* _WORK ORDER_
Could you restate all of the records below exactly, with the pictures left out?
..............................
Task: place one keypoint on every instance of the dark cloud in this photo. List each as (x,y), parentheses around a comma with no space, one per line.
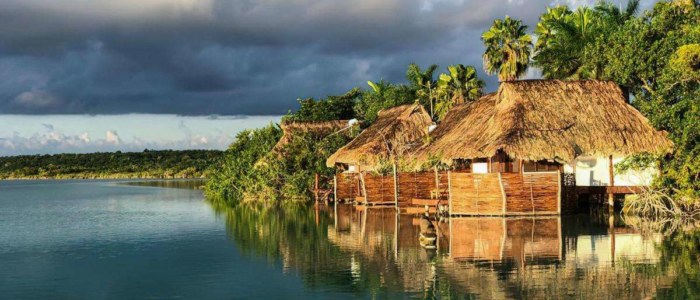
(224,56)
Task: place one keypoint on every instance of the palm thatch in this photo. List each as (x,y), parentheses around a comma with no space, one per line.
(396,130)
(545,120)
(319,128)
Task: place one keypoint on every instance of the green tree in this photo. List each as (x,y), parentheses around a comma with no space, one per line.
(654,56)
(508,48)
(424,83)
(382,95)
(459,85)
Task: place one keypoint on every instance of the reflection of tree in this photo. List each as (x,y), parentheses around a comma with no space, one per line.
(680,255)
(372,252)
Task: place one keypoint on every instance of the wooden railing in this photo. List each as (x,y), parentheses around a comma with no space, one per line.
(505,193)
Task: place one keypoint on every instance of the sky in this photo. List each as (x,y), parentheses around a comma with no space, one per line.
(74,63)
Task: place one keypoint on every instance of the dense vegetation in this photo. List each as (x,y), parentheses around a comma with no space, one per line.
(653,55)
(146,164)
(251,170)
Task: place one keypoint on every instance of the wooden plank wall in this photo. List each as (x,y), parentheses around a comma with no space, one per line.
(348,186)
(415,185)
(569,195)
(533,238)
(380,188)
(501,238)
(475,194)
(477,238)
(531,192)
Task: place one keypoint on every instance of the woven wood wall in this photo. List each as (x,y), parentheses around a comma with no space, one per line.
(531,192)
(379,188)
(475,194)
(348,186)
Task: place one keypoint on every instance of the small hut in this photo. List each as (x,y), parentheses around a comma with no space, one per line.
(396,130)
(514,149)
(318,128)
(387,140)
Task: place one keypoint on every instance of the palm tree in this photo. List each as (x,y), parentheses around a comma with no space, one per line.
(564,36)
(460,85)
(507,49)
(614,14)
(380,87)
(423,80)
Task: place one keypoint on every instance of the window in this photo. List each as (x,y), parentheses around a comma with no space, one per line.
(540,166)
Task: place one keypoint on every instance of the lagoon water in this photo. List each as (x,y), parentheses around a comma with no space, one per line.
(109,240)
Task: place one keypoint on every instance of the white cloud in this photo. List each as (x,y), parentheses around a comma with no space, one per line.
(111,137)
(36,99)
(22,134)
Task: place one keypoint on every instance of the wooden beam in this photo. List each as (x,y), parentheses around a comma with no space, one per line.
(559,192)
(449,197)
(611,196)
(396,188)
(503,192)
(335,189)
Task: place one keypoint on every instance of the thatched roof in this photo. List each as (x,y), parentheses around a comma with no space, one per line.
(320,128)
(395,130)
(545,119)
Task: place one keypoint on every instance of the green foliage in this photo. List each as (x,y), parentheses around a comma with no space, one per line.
(460,85)
(330,108)
(424,84)
(383,95)
(234,175)
(654,56)
(146,164)
(507,49)
(250,169)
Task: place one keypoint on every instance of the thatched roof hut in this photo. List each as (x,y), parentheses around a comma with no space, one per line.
(396,130)
(545,120)
(319,128)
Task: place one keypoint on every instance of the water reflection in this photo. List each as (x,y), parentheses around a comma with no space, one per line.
(377,252)
(171,183)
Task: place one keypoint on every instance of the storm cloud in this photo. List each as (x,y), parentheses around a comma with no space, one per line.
(200,57)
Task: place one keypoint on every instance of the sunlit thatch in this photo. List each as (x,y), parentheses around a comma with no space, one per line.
(396,130)
(545,119)
(320,128)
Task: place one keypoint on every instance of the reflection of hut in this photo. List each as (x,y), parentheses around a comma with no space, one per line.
(396,130)
(319,129)
(510,147)
(501,239)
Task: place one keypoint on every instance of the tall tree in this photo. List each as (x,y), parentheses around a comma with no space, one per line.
(565,35)
(423,82)
(508,48)
(613,14)
(459,85)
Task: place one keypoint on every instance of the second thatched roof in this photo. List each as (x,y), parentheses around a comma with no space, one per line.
(318,128)
(545,120)
(396,130)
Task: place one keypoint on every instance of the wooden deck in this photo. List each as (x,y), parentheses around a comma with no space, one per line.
(500,194)
(469,194)
(622,190)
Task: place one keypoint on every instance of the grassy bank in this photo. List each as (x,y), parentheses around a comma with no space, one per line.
(118,165)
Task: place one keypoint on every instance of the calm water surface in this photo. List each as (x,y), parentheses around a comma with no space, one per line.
(99,239)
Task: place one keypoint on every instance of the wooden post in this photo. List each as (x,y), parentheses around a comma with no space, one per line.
(611,197)
(396,188)
(316,186)
(503,192)
(335,189)
(364,188)
(449,199)
(559,192)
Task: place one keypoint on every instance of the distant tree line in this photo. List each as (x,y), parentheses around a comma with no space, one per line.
(146,164)
(654,56)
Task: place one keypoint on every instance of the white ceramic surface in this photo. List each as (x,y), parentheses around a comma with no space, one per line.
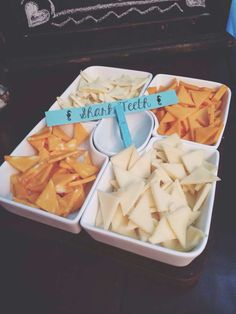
(70,223)
(143,248)
(165,80)
(107,138)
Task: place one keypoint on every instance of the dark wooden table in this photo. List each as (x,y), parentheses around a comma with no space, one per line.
(44,270)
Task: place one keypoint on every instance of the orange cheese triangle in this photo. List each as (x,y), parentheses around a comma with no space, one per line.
(184,96)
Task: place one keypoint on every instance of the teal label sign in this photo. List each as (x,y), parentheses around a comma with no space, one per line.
(107,110)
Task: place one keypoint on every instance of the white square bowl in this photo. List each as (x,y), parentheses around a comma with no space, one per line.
(149,250)
(106,73)
(165,80)
(70,223)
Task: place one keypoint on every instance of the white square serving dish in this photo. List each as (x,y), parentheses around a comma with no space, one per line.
(70,223)
(165,80)
(149,250)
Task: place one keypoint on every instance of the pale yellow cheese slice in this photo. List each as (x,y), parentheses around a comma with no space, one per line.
(161,198)
(117,218)
(124,177)
(199,175)
(108,205)
(133,159)
(174,170)
(201,196)
(194,237)
(123,229)
(173,155)
(163,232)
(193,160)
(122,159)
(99,220)
(129,195)
(142,167)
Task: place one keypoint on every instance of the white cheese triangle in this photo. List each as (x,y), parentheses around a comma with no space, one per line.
(201,196)
(143,236)
(122,159)
(174,170)
(142,167)
(141,216)
(117,218)
(108,205)
(172,140)
(161,197)
(193,217)
(194,236)
(193,160)
(124,177)
(173,155)
(199,175)
(178,221)
(130,195)
(163,232)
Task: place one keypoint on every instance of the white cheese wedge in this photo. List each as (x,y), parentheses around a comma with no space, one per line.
(175,171)
(194,237)
(193,217)
(161,198)
(178,221)
(209,166)
(142,167)
(123,229)
(172,140)
(143,236)
(99,220)
(163,232)
(198,176)
(201,196)
(131,225)
(148,195)
(108,205)
(173,155)
(191,199)
(122,159)
(193,160)
(124,177)
(161,155)
(130,195)
(141,216)
(134,158)
(117,218)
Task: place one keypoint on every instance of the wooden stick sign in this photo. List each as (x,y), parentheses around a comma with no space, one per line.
(107,110)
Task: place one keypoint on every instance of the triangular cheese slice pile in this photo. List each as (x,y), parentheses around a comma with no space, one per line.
(199,175)
(122,159)
(141,216)
(108,205)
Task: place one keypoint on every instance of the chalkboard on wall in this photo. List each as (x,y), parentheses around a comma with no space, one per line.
..............................
* _ANSWER BELOW_
Task: place one keypoint on every instance of the dark cloud in this photo. List each as (x,y), parentheses around a comma with no space, one per line.
(224,56)
Task: place one keypoint on every instance of the palm thatch in this photo. List each as (x,y), parentheses around a comma with no space, one per line.
(396,130)
(545,120)
(319,128)
Task: place one keypoint on every instance of the green tree in this photo. List each as (x,y), parentheses around a comma with no space, one per line.
(654,56)
(508,48)
(424,83)
(382,95)
(459,85)
Task: place one keypoint on every instance of the reflection of tree in this photo. List each as (x,y), parentheses around a comma with no space, one per line.
(680,255)
(372,252)
Task: place one keypoint on every instance of the wooden railing in this photo. List each as (x,y), parentheses around a comma with no space, one per line.
(505,193)
Task: place one keypoint on every instance of the sky in this photo. List each as (x,y), parentheses around a comma with no space, one per line.
(74,63)
Task: place one keypoint on every instance of the dense vegetation in this photo. List each as (x,y), parentheses around a comma with no space, one per line.
(653,55)
(146,164)
(251,170)
Task: place one keypoint on every instance of the wooden plank wall in this photo. List each as (x,y), parentheses around a comma with no space, one per line.
(348,186)
(415,185)
(569,195)
(533,238)
(380,188)
(501,238)
(475,194)
(477,238)
(531,192)
Task: place one keypoint on every instance of the woven wood wall in this photo. List each as (x,y), parentheses around a comma with no space, one per line.
(531,192)
(379,188)
(475,194)
(348,186)
Task: place one keypoint on every instance of the small hut in this photo. List each as (x,y), parentheses around a comma with no space, one per line.
(396,130)
(514,149)
(318,128)
(387,140)
Task: place one keypoint on every instance of the palm tree in this photo. List each as (x,y), parentheses around a comma with no space, one per line.
(564,36)
(460,85)
(507,49)
(614,14)
(380,87)
(423,80)
Task: place one keypoint on every instance of the window in this photo. List each as (x,y), parentheses around a comma with no space, one per line.
(540,166)
Task: place one keypoint on every instance of the lagoon water in this photo. List each as (x,y), parentheses around a comma with no space, one per line.
(109,240)
Task: place one keypoint on every instance of the white cloud in this photo. List each as (x,y), parentheses around a comma with no space, one per line.
(111,137)
(36,99)
(22,134)
Task: place one keypoint on every instance of the wooden beam in this photo. List each as (x,y), parentheses around a comma with no space, one per line.
(559,192)
(449,197)
(611,196)
(396,188)
(503,192)
(335,189)
Task: place one keypoint on every instance of the thatched roof in this photo. List each as (x,y), parentheses around a comma with no space, one per line.
(320,128)
(395,130)
(545,119)
Task: place one keypoint on every instance of the green foliage in this photo. List each as (x,y), parentheses around a comma with no space, one per line.
(460,85)
(330,108)
(424,84)
(383,95)
(234,175)
(654,56)
(146,164)
(507,49)
(250,169)
Task: place one keypoint on every instance of the thatched roof hut in this photo. List each as (x,y), parentheses around a comma with no space, one per line.
(396,130)
(545,120)
(319,128)
Task: place one keypoint on every instance of the water reflection in this photo. List each as (x,y), parentheses around a comma with no space, one per line.
(377,252)
(171,183)
Task: place one keypoint on every instance of the storm cloud in this photo. List each as (x,y), parentheses around a comma with no space, one per line.
(200,57)
Task: place one keypoint on every instance of the sunlit thatch in this photo. List each as (x,y), parentheses around a comma with no space, one per line.
(396,130)
(545,119)
(320,128)
Task: place one keypoint on every instance of the reflection of hut in this photo. List each as (x,y), parentheses around a comma with no space, one per line.
(396,130)
(319,129)
(510,147)
(501,239)
Task: place one keypoint on every instance of the tall tree in this photo. List each as (x,y), parentheses around a comma with no space, one per line.
(565,35)
(423,82)
(508,48)
(613,14)
(459,85)
Task: place one keypoint on every instance of the second thatched roof in this photo. List each as (x,y), parentheses around a comma with no space, one per line.
(318,128)
(545,120)
(396,130)
Task: place one keypoint on every instance of the wooden deck in this photo. List each as (x,y), parentheses around a comma with no space, one per line.
(500,194)
(469,194)
(622,190)
Task: place one keypoint on every instance of the grassy bank in this photo. List each as (x,y), parentheses around a comma with no space, one per line.
(118,165)
Task: place one keypoint on every instance of the calm water surface in this photo. List each as (x,y), parentheses around a comma with no space, one per line.
(99,239)
Task: place one keypoint on every instance of the wooden post in this photo. List each as (x,y), parentheses around a comma with no space, one per line.
(611,197)
(396,188)
(316,186)
(503,192)
(335,189)
(364,188)
(449,199)
(559,192)
Task: place one keypoint on every instance of the distant tree line in this photo. List each as (x,y), parentheses around a comma with no space, one per line.
(146,164)
(654,56)
Task: place one keypoint on every instance of the white ceramic surface in this photo. List each as (x,y), parentheses around a comma with no space, one per line.
(70,223)
(143,248)
(165,80)
(107,138)
Task: place one keypoint on every instance of the dark wooden table in this photo. List each as (x,y), parentheses around a comma with no space, one per line.
(44,270)
Task: place one keypoint on every instance of the orange cheese triangle in this photo. List each as (x,y), parentheses around a comma with no space, one per line.
(184,96)
Task: place one keypoint on every instance of the teal label sign in this photo. List each as (x,y), parentheses around a comma with no space, one per line.
(107,110)
Task: place one keypoint on every instance of the white square bowl in this photo. List each as (x,y), parentheses around a comma with no space, one per line.
(149,250)
(106,73)
(165,80)
(70,223)
Task: place one keypoint on every instance of the white square serving dish in this photo. List each as (x,y), parentheses around a comma with no space, one per line.
(70,223)
(165,80)
(149,250)
Task: place one keypoint on every instance of the pale yellow cheese slice in this photo. List each as (x,y), parentheses around a comma with no space, one per line.
(161,198)
(117,218)
(124,177)
(199,175)
(108,205)
(133,159)
(174,170)
(201,196)
(194,237)
(123,229)
(173,155)
(163,232)
(193,160)
(122,159)
(99,220)
(129,195)
(142,167)
Task: place one keypoint on every instance of the white cheese triangle in this photo. List each as (x,y), parentheses around a comma with no space, one per line.
(201,196)
(143,236)
(122,159)
(174,170)
(142,167)
(141,216)
(117,218)
(108,205)
(172,140)
(161,197)
(193,217)
(194,236)
(193,160)
(124,177)
(173,155)
(199,175)
(178,221)
(130,195)
(163,232)
Task: place one keypoint on every instance of the white cheese wedge in this photo. List each as (x,y), parentheses around a comma with no space, one per line.
(175,171)
(194,237)
(193,217)
(161,198)
(178,221)
(209,166)
(142,167)
(123,229)
(172,140)
(143,236)
(99,220)
(163,232)
(198,176)
(201,196)
(131,225)
(148,195)
(108,205)
(173,155)
(191,199)
(122,159)
(193,160)
(124,177)
(161,155)
(130,195)
(141,216)
(134,158)
(117,218)
Task: place one keypoint on every instance of the wooden stick sign in this photo. List each as (x,y), parentheses around a comma with no space, one per line.
(107,110)
Task: place one keypoint on every instance of the triangular cheese slice pile in this photo. List each as (x,y), parentheses around a comma with no space, one per line.
(199,175)
(122,159)
(141,216)
(108,205)
Task: place one keypoint on every instance of the chalkboard on wall in this photo. List each as (x,y), parentheses around a comma with no space, one per line.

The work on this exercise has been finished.